-- start DATA FOR THIS TASK --

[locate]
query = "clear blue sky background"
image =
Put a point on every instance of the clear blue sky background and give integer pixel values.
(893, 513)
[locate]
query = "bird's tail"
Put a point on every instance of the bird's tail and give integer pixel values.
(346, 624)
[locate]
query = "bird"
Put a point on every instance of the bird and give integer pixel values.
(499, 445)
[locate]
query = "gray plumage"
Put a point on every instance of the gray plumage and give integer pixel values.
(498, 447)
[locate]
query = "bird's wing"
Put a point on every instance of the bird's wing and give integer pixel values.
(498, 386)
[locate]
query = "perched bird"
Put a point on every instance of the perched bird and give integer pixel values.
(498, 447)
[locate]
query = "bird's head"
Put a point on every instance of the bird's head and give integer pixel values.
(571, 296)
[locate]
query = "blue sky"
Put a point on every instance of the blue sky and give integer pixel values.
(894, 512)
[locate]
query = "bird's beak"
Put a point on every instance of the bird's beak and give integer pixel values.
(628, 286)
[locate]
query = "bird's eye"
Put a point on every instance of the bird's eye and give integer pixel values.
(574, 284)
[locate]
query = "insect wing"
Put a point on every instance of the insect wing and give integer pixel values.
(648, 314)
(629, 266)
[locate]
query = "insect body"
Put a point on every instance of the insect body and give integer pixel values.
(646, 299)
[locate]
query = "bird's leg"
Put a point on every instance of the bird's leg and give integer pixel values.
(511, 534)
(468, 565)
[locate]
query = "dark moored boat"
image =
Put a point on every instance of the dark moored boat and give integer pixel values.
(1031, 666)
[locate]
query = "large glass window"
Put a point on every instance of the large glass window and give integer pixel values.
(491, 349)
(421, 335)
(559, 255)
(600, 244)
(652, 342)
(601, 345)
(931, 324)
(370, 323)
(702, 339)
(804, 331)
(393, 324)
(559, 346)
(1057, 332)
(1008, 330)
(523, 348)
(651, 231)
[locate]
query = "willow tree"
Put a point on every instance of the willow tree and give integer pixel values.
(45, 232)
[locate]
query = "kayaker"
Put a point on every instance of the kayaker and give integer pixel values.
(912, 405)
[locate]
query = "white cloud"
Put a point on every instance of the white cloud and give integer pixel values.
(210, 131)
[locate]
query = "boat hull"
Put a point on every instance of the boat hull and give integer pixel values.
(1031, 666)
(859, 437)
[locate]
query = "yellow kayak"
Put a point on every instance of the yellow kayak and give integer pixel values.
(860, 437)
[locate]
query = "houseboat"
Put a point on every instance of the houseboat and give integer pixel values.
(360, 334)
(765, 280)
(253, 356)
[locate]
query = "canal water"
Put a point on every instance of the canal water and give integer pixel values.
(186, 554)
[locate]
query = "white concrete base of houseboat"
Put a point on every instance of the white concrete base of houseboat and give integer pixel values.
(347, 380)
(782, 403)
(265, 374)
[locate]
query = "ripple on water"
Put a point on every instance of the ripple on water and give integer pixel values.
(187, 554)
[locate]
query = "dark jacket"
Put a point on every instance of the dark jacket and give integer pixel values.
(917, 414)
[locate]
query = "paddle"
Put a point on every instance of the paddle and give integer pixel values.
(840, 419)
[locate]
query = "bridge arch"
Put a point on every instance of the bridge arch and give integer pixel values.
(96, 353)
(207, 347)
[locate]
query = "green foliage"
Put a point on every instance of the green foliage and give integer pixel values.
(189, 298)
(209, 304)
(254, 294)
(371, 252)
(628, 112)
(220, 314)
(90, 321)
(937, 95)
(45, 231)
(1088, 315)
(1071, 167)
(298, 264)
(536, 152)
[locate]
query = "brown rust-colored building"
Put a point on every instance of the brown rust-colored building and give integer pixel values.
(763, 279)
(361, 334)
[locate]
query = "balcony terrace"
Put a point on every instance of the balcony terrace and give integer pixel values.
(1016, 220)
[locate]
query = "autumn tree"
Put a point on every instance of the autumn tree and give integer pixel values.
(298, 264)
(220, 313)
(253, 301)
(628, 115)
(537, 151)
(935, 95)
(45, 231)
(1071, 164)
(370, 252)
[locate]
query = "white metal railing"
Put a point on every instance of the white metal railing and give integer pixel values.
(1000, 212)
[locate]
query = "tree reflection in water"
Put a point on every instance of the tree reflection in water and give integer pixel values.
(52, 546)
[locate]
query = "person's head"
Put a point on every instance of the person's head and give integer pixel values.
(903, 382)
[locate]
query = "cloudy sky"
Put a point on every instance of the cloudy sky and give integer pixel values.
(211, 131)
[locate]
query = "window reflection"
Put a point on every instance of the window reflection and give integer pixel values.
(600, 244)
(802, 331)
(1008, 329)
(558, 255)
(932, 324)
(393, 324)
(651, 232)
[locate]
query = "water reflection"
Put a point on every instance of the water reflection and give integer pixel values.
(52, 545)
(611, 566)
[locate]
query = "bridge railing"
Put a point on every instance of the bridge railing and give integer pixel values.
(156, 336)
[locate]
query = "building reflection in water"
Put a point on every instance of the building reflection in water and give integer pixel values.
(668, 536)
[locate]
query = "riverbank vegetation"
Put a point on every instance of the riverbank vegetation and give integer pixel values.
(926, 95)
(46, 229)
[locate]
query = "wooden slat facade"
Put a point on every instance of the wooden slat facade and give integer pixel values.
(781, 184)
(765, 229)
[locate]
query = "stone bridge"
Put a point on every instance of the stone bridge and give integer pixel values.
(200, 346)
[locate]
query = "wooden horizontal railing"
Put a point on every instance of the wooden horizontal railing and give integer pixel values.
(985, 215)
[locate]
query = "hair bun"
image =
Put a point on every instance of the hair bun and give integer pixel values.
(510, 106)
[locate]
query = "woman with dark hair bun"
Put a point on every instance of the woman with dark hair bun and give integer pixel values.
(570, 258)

-- end DATA FOR THIS TASK --

Pull out every line of the records that contains the string "railing", matching case exactly.

query = "white metal railing"
Put a point on every instance of the white metal railing and give integer pixel values.
query = "bridge railing"
Put a point on every instance of the bridge railing and give integer pixel values.
query = "wooden horizontal railing"
Put a point on every instance of the wooden horizontal railing and give integer pixel values.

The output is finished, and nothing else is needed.